### Excerpted passage ###

“The Bliss of Slowness” published by Gütersloher Verlagshaus

„Time is not passing faster than in earlier times, but we do walk by faster.“
George Orwell

On April 22, 2019, German publisher Gütersloher Verlagshaus released a special book: “The Bliss of Slowness” (“Vom Glück der Langsamkeit”) by Quint Buchholz is not just a beautiful coffee-table book. It also communicates a quiet but urgent message that is worth hearing.

On 112 pages, texts by different world-class authors such as Jorge Luis Borges, Mascha Kaléko or Friedrich Nietzsche enter into a dialogue with many new and some old pictures by “humanist surrealist” Quint Buchholz (Lena Naumann for mundus). Together they speak about the topic of time, time of a kind that has become rare, maybe even critically endangered: unstructured time, slow time, idle time, time of stillness.

### Items ###

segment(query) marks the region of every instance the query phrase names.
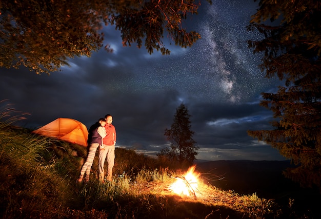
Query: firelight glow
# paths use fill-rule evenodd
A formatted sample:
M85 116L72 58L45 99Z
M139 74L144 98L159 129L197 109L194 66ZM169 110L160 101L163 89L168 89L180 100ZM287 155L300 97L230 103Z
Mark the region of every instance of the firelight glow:
M200 175L200 173L194 172L195 167L194 165L190 167L185 175L174 177L176 181L169 186L169 190L179 195L195 195L195 190L197 189L198 177Z

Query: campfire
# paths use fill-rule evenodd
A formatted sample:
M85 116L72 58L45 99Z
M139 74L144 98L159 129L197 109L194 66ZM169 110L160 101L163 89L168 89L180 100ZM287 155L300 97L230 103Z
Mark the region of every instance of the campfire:
M179 195L196 197L195 192L197 190L198 177L200 174L194 172L195 167L194 165L190 167L184 175L171 176L176 181L168 187L168 189Z

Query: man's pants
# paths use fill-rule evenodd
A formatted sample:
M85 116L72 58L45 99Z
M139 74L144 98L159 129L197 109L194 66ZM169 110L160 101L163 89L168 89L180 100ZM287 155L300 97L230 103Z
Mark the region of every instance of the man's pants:
M98 164L98 176L101 182L104 181L105 177L105 171L104 170L104 164L106 156L107 157L107 180L112 181L113 174L113 167L115 163L115 146L106 146L99 152L99 164Z
M96 155L96 151L97 151L97 148L99 146L99 143L92 143L89 146L88 154L87 154L87 157L86 159L86 162L82 167L81 170L81 174L79 178L83 178L84 175L86 173L85 181L88 182L89 180L89 175L90 174L90 169L92 166L92 163L94 162L94 158Z

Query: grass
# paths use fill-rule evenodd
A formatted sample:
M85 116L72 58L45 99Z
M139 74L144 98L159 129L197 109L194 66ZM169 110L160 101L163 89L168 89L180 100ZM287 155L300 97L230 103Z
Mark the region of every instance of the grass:
M13 112L10 108L10 113ZM13 126L0 112L0 216L3 218L309 218L255 194L240 195L200 178L194 196L168 189L185 167L117 148L112 182L77 184L86 148ZM311 218L313 218L311 217Z

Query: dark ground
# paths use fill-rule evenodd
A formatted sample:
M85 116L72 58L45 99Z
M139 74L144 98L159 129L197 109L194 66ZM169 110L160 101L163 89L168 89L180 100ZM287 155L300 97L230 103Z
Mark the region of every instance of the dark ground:
M301 212L313 212L321 218L321 194L317 189L303 188L298 183L285 178L282 172L291 166L290 161L217 161L198 162L198 171L209 183L224 190L240 195L256 193L258 197L274 200L288 206L294 200L293 207ZM217 180L219 176L223 178ZM311 217L310 217L311 218Z

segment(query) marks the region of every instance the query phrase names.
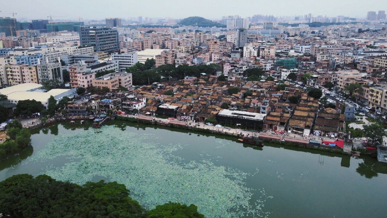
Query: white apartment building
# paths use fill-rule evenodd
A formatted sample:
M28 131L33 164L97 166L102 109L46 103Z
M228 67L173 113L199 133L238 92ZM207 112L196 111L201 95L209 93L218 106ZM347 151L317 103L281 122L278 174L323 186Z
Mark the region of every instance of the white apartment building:
M113 53L111 54L111 59L118 62L118 68L122 71L125 71L126 68L134 65L138 61L136 52Z
M293 46L293 49L296 53L310 53L310 48L312 45L295 45Z
M244 57L250 57L252 56L258 57L259 51L259 47L252 44L247 44L243 47Z

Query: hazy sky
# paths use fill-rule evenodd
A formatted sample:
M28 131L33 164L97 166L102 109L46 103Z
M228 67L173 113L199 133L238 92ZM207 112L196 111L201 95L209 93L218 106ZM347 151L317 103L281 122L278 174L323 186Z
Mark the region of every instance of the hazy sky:
M130 17L183 18L254 14L348 16L365 17L369 10L387 11L387 0L0 0L1 16L17 18L102 19Z

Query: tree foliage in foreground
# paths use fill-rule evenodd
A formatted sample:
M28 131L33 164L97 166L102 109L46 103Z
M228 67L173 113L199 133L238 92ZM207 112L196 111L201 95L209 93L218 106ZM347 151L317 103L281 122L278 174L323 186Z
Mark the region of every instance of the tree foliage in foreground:
M124 185L88 182L82 186L46 175L19 174L0 182L0 213L18 218L202 218L197 207L169 202L148 211Z

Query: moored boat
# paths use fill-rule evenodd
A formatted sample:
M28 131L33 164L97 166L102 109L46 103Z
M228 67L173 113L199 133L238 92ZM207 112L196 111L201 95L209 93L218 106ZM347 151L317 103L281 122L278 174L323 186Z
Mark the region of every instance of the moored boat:
M264 145L262 140L257 138L244 137L241 138L238 138L238 141L259 146L263 146Z

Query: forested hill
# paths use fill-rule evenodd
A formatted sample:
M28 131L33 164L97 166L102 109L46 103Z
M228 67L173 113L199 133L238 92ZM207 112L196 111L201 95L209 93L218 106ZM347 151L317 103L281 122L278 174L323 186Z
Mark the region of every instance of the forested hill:
M198 26L202 27L226 27L217 22L208 20L201 17L190 17L182 20L179 24L184 26Z

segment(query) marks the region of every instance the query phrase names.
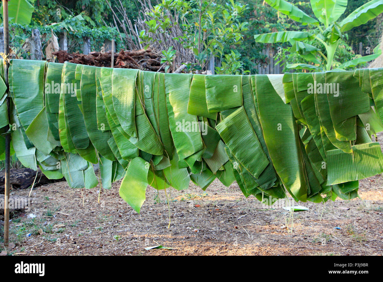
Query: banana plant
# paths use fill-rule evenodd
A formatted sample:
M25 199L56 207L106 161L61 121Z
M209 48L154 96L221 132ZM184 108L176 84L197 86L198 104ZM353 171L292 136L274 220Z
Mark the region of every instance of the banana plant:
M29 25L32 18L34 7L27 0L15 0L8 2L8 15L9 21L21 25ZM3 7L1 9L3 15ZM2 22L2 19L1 20Z
M265 0L265 2L278 13L307 26L307 31L287 31L254 35L257 42L288 42L291 45L287 50L288 52L297 53L303 59L311 63L289 64L286 66L288 68L314 71L334 68L344 69L374 59L381 53L381 50L377 47L374 49L373 54L356 58L342 64L334 60L340 41L347 38L346 33L364 24L383 12L383 0L372 0L341 21L339 19L347 7L347 0L310 0L311 9L316 18L285 0Z

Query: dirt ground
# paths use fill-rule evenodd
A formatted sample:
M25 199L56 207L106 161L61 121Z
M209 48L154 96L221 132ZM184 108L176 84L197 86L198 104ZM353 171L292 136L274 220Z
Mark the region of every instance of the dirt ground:
M98 188L52 183L34 189L30 211L15 215L10 232L15 246L7 251L15 256L381 255L382 184L381 175L371 177L360 181L362 200L299 203L308 210L291 213L282 208L292 203L284 200L270 209L252 196L246 199L236 183L226 188L216 180L206 192L191 183L188 190L167 191L168 229L164 190L148 187L139 214L120 198L119 183L101 190L99 201ZM172 249L144 249L159 245Z

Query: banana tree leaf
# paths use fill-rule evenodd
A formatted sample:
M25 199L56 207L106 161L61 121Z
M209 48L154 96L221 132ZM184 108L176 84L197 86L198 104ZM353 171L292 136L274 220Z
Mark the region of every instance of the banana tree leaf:
M357 139L355 140L355 145L370 143L372 142L371 137L365 128L357 125Z
M256 91L260 121L275 169L290 193L306 201L306 184L291 107L280 99L266 75L258 76Z
M342 31L364 25L383 12L383 3L381 0L372 0L361 6L342 20L340 24Z
M13 59L12 84L15 104L25 129L44 106L45 61ZM33 105L33 107L31 105Z
M203 148L196 116L187 112L190 75L166 74L165 89L169 125L180 160L183 160Z
M94 188L98 184L98 180L96 177L95 171L93 169L93 166L89 162L88 163L88 168L83 171L84 186L86 189Z
M314 79L317 81L317 85L322 85L323 87L322 86L325 84L325 75L324 73L314 74ZM335 130L331 118L330 106L327 95L324 95L323 93L321 93L321 91L317 91L316 93L314 93L314 95L316 107L319 114L321 125L326 135L334 146L345 152L350 153L352 151L351 143L349 141L340 141L336 138ZM325 151L326 150L325 150Z
M352 146L353 153L327 152L327 185L367 178L383 172L383 155L378 142Z
M217 119L217 114L210 113L208 110L205 76L203 74L193 75L188 103L188 113L216 120Z
M77 153L87 162L92 163L97 163L98 162L96 150L91 142L89 142L89 145L86 149L78 149Z
M81 102L76 97L75 89L80 86L80 81L75 77L78 65L72 63L64 64L61 90L63 92L64 114L67 125L67 132L70 134L72 142L76 149L85 149L89 146L89 138L83 115L79 107Z
M20 127L12 131L11 138L13 150L20 162L26 167L37 170L37 160L35 155L36 148L32 147L28 149L26 147Z
M270 80L270 79L269 79ZM270 80L270 82L271 81ZM285 99L282 97L281 97L281 99L285 104L290 103L292 99L295 98L295 92L294 90L294 83L293 82L293 74L290 73L285 73L283 74L282 81L283 84ZM254 91L254 94L255 94L255 91Z
M311 33L306 31L278 31L256 34L254 36L254 39L256 42L277 43L287 42L291 40L303 40L310 38L313 35Z
M229 187L236 180L233 171L232 165L231 162L228 162L223 165L225 169L218 170L216 173L217 178L221 183L226 187Z
M61 173L61 170L58 169L56 170L46 170L44 169L40 166L40 169L48 179L61 179L64 176Z
M114 123L106 108L105 108L105 114L108 123L110 127L112 135L117 148L118 148L121 157L123 159L127 160L138 157L138 148L129 141L129 136L121 128L121 126L119 125L118 125ZM108 144L110 147L109 143Z
M371 92L376 106L376 112L383 123L383 77L379 69L372 69L367 72L371 81ZM363 79L365 77L363 73Z
M273 86L273 87L274 87L274 90L278 94L279 97L281 97L281 99L282 99L283 102L286 103L286 97L285 96L284 85L282 83L284 75L267 74L267 77L268 78L269 80L270 81L270 82L271 83L272 85ZM255 91L254 91L254 92L255 93Z
M323 71L322 68L308 64L288 64L286 65L286 68L288 69L308 69L309 71L314 70L316 71Z
M164 175L167 183L176 190L183 190L189 188L190 178L186 168L181 168L178 165L178 157L176 152L173 153L170 165L164 169Z
M372 107L370 108L368 112L359 114L358 116L370 136L383 131L383 124Z
M313 139L318 148L321 156L323 160L325 160L326 155L321 134L321 125L315 111L314 94L311 94L306 97L302 100L301 105L303 115Z
M153 93L154 109L156 119L158 121L161 141L167 157L171 159L173 157L173 142L169 126L165 87L165 74L162 73L157 74L154 82L155 89Z
M335 196L333 198L333 200L335 200L337 196L344 200L350 200L358 196L358 189L353 190L347 194L344 194L336 185L332 185L332 192Z
M354 68L360 64L364 64L370 61L375 60L381 54L381 51L377 54L373 54L371 55L363 56L360 58L354 59L346 62L339 66L337 68L341 69L346 69L348 68Z
M3 103L0 106L0 128L9 124L8 119L8 108L7 103Z
M326 27L336 21L347 7L347 0L310 0L314 15Z
M33 5L27 0L15 0L8 3L9 21L20 25L28 25L31 23ZM3 7L1 8L3 13Z
M114 123L116 125L119 125L118 118L113 106L112 76L113 69L114 69L110 68L101 68L101 76L98 78L98 79L101 87L103 100L105 105L105 111L107 109Z
M112 163L110 160L103 157L100 158L100 172L102 187L105 189L112 188Z
M203 191L209 186L216 178L216 176L210 170L206 169L200 173L190 173L190 180Z
M137 137L135 117L135 85L138 70L115 68L112 76L113 106L121 127L128 135Z
M36 148L45 155L49 155L56 146L47 140L48 128L44 107L25 130L25 134Z
M59 102L61 91L61 74L64 64L48 63L45 78L45 96L47 111L59 112Z
M129 164L119 188L120 196L137 213L145 201L149 166L139 157L133 159Z
M221 140L218 142L213 157L210 158L204 158L211 172L215 174L218 169L229 160L228 155L225 152L225 144Z
M123 166L123 167L124 168L128 167L129 162L122 158L119 150L118 150L118 147L117 147L117 144L116 143L116 141L115 141L115 139L113 137L110 137L108 140L108 143L109 144L109 147L110 147L113 153L116 156L116 158Z
M150 122L152 126L153 127L155 134L157 136L160 136L160 132L159 129L158 120L156 115L156 111L154 109L154 102L153 96L155 89L154 83L158 83L158 79L157 77L159 76L158 73L152 71L143 71L144 79L143 87L144 91L144 103L145 105L145 112L147 116L149 121ZM156 89L158 91L158 85ZM158 97L158 93L156 93L156 96ZM157 103L158 106L158 103Z
M162 190L170 187L165 180L164 172L162 170L155 170L154 172L149 169L147 174L147 182L149 185L157 190Z
M242 106L242 76L210 75L205 78L205 85L209 112Z
M290 18L301 23L303 25L319 23L317 20L311 18L300 9L284 0L265 0L265 2L282 14L288 16Z
M202 157L210 158L213 157L218 143L221 140L221 136L215 129L205 123L203 124L205 125L204 126L206 127L206 134L203 134L201 136L206 148L202 155Z
M320 51L315 46L301 41L291 40L290 41L290 44L292 46L290 48L290 51L292 53L298 53L301 55L308 55L311 54L311 52Z
M282 75L268 75L268 77L270 78L270 77L272 79L272 79L275 84L277 84L277 81L279 81L280 82L282 79ZM254 99L255 93L253 94L252 93L252 87L250 87L248 79L247 76L244 76L242 80L243 107L247 117L249 118L249 120L251 124L253 129L259 140L259 143L262 146L262 148L270 162L270 163L267 165L266 168L262 172L257 180L257 183L260 186L264 189L267 189L274 185L275 181L277 180L277 176L271 162L271 159L267 150L267 147L265 142L265 139L264 138L262 129L261 127L261 125L258 118L258 113L257 112ZM271 81L270 81L271 82ZM273 86L274 85L272 83L272 84L273 85ZM277 88L277 89L278 88ZM282 90L283 91L283 89L282 89ZM283 97L284 97L284 95Z
M269 162L244 107L225 119L216 129L236 158L258 178Z
M98 130L96 110L96 67L84 66L81 76L81 102L84 112L84 121L89 138L95 148L102 156L115 160L113 152L108 144L110 132Z
M83 170L87 168L88 163L84 161L84 168L82 163L83 162L79 163L77 161L80 159L82 159L79 155L69 153L61 160L62 174L71 188L83 188L85 186Z
M126 171L118 162L112 162L112 182L118 181L125 176Z

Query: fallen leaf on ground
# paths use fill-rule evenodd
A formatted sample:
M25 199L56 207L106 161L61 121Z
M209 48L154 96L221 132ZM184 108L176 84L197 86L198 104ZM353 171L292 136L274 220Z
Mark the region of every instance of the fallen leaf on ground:
M166 249L167 250L173 249L172 248L169 248L167 247L164 247L164 246L162 246L160 245L158 245L157 246L153 246L153 247L147 247L146 248L145 248L145 249L146 251L152 250L154 249Z

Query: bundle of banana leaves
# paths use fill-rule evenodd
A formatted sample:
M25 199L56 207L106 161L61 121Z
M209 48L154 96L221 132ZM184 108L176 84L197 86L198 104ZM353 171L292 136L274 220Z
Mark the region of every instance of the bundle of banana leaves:
M286 192L350 199L359 180L383 172L372 140L383 131L382 75L193 75L14 59L8 93L0 79L0 153L10 134L24 166L74 188L97 186L99 163L103 187L122 179L120 195L137 212L148 185L180 190L192 180L205 190L216 178L268 204Z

###

#### [Work to do]
Answer these questions about the book announcement above, one per line:
1. To whom is the quotation about time passing attributed?
2. On what date did Gütersloher Verlagshaus release the book?
3. How many pages does the book have?

#### [Reply to the task]
1. George Orwell
2. April 22, 2019
3. 112